▶ **Excerpt**

---*---

IWriter - Writing API
public interface IWriter : IDisposable
{
void Write(string entryPath, Stream source,
DateTime? modificationTime = null);
void WriteAll(string sourceDirectory, string searchPattern,
SearchOption searchOption);
// ... async variants
}
Implementations: ZipWriter, TarWriter, GZipWriter
IEntry - Archive Entry
public interface IEntry
{
string Key { get; }
uint Size { get; }
uint CompressedSize { get; }
bool IsDirectory { get; }
DateTime? LastModifiedTime { get; }
CompressionType CompressionType { get; }
void WriteToFile(string fullPath, ExtractionOptions options = null);
void WriteToStream(Stream destinationStream);
Stream OpenEntryStream();
// ... async variants
}
Adding Support for a New Format
Step 1: Understand the Format
- Research format specification
- Understand compression/encryption used
- Study existing similar formats in codebase
Step 2: Create Format Structure Classes
Create: src/SharpCompress/Common/NewFormat/
// Headers and data structures
public class NewFormatHeader
{
public uint Magic { get; set; }
public ushort Version { get; set; }
// ... other fields
public static NewFormatHeader Read(BinaryReader reader)
{
// Deserialize from binary
}
}
public class NewFormatEntry
{
public string FileName { get; set; }
public uint CompressedSize { get; set; }
public uint UncompressedSize { get; set; }
// ... other fields
}
Step 3: Create Archive Implementation
Create: src/SharpCompress/Archives/NewFormat/NewFormatArchive.cs
public class NewFormatArchive : AbstractArchive
{
private NewFormatHeader _header;
private List<NewFormatEntry> _entries;
public static NewFormatArchive Open(Stream stream)
{
var archive = new NewFormatArchive();
archive._header = NewFormatHeader.Read(stream);
archive.LoadEntries(stream);
return archive;
}
public override IEnumerable<IEntry> Entries => _entries.Select(e => new Entry(e));
protected override Stream OpenEntryStream(Entry entry)
{
// Return decompressed stream for entry
}
// ... other abstract method implementations
}
Step 4: Create Reader Implementation
Create: src/SharpCompress/Readers/NewFormat/NewFormatReader.cs
public class NewFormatReader : AbstractReader
{
private NewFormatHeader _header;
private BinaryReader _reader;
public NewFormatReader(Stream stream)
{
_reader = new BinaryReader(stream);
_header = NewFormatHeader.Read(_reader);
}
public override bool MoveToNextEntry()
{
// Read next entry header
if (!_reader.BaseStream.CanRead) return false;
var entryData = NewFormatEntry.Read(_reader);
// ... set this.Entry
return entryData != null;
}
// ... other abstract method implementations
}
Step 5: Create Factory
Create: src/SharpCompress/Factories/NewFormatFactory.cs
public class NewFormatFactory : Factory, IArchiveFactory, IReaderFactory
{
// Archive format magic bytes (signature)

---*---

▶ **Excerpted data**
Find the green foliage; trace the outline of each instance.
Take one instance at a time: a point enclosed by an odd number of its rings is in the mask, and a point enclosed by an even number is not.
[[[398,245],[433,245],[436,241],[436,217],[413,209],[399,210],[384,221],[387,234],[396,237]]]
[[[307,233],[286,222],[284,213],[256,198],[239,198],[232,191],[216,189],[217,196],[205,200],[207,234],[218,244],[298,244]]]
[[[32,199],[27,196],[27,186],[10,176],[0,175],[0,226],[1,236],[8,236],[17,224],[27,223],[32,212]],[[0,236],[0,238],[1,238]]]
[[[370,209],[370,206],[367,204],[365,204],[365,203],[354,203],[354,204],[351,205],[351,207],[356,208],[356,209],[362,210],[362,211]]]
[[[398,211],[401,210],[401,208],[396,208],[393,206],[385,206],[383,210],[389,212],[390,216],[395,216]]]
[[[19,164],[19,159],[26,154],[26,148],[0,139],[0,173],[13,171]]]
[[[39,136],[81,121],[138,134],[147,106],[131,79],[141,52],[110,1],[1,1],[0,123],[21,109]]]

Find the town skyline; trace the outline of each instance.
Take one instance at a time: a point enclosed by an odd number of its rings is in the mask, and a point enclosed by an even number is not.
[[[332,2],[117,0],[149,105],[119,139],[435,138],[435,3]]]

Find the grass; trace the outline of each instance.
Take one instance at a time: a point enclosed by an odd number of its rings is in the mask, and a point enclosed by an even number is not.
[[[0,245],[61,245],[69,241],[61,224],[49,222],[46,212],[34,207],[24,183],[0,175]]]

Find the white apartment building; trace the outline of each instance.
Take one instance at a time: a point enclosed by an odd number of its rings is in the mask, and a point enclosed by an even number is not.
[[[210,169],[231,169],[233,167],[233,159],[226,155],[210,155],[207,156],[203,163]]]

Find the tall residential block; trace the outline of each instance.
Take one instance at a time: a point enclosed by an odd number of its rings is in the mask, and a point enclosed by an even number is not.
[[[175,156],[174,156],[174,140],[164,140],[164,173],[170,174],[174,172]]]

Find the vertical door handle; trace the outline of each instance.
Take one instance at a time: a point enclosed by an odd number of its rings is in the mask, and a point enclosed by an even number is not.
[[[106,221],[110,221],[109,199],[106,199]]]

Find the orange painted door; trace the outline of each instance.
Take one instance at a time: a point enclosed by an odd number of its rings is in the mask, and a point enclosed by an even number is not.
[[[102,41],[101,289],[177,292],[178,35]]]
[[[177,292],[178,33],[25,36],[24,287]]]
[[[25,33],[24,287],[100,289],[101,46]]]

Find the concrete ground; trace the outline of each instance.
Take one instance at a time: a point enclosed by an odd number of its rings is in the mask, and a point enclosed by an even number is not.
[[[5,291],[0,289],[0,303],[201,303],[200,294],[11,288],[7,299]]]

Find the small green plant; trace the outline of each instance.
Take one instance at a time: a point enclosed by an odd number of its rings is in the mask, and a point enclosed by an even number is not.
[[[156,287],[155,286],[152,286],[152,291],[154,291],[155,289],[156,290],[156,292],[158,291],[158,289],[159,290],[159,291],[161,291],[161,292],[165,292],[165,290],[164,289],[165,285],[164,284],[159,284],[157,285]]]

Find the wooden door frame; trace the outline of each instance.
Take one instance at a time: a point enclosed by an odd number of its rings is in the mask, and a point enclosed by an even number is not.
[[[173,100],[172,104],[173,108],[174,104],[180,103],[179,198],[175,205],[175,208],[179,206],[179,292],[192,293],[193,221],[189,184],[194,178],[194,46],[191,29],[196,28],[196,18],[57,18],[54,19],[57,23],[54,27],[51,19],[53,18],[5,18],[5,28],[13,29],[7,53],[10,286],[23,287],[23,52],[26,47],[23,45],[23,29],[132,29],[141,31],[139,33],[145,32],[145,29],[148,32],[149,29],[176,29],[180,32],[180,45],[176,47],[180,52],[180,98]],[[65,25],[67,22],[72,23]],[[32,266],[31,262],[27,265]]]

---*---

▶ **Goal**
Pick up the SharpCompress guide to adding a new archive format right after its last line, and carry on from there. None of the rows matter here.

▶ **The reply**
private static readonly byte[] NewFormatSignature = new byte[] { 0x4E, 0x46 }; // "NF"
public static NewFormatFactory Instance { get; } = new();
public IArchive CreateArchive(Stream stream)
=> NewFormatArchive.Open(stream);
public IReader CreateReader(Stream stream, ReaderOptions options)
=> new NewFormatReader(stream) { Options = options };
public bool Matches(Stream stream, ReadOnlySpan<byte> signature)
=> signature.StartsWith(NewFormatSignature);
}
Step 6: Register Factory
Update: src/SharpCompress/Factories/ArchiveFactory.cs
private static readonly IFactory[] Factories =
{
ZipFactory.Instance,
TarFactory.Instance,
RarFactory.Instance,
SevenZipFactory.Instance,
GZipFactory.Instance,
NewFormatFactory.Instance, // Add here
// ... other factories
};
Step 7: Add Tests
Create: tests/SharpCompress.Test/NewFormat/NewFormatTests.cs
public class NewFormatTests : TestBase
{
[Fact]
public void NewFormat_Extracts_Successfully()
{
var archivePath = Path.Combine(TEST_ARCHIVES_PATH, "archive.newformat");
using (var archive = NewFormatArchive.Open(archivePath))
{
archive.WriteToDirectory(SCRATCH_FILES_PATH);
// Assert extraction
}
}
[Fact]
public void NewFormat_Reader_Works()
{
var archivePath = Path.Combine(TEST_ARCHIVES_PATH, "archive.newformat");
using (var stream = File.OpenRead(archivePath))
using (var reader = new NewFormatReader(stream))
{
Assert.True(reader.MoveToNextEntry());
Assert.NotNull(reader.Entry);
}
}
}
Step 8: Add Test Archives
Place test files in tests/TestArchives/Archives/NewFormat/ directory.
Step 9: Document
Update docs/FORMATS.md with format support information.
Compression Algorithm Implementation
Creating a New Compression Stream
Example: Creating CustomStream for a custom compression algorithm
public class CustomStream : Stream
{
private readonly Stream _baseStream;
private readonly bool _leaveOpen;
public CustomStream(Stream baseStream, bool leaveOpen = false)
{
_baseStream = baseStream;
_leaveOpen = leaveOpen;
}
public override int Read(byte[] buffer, int offset, int count)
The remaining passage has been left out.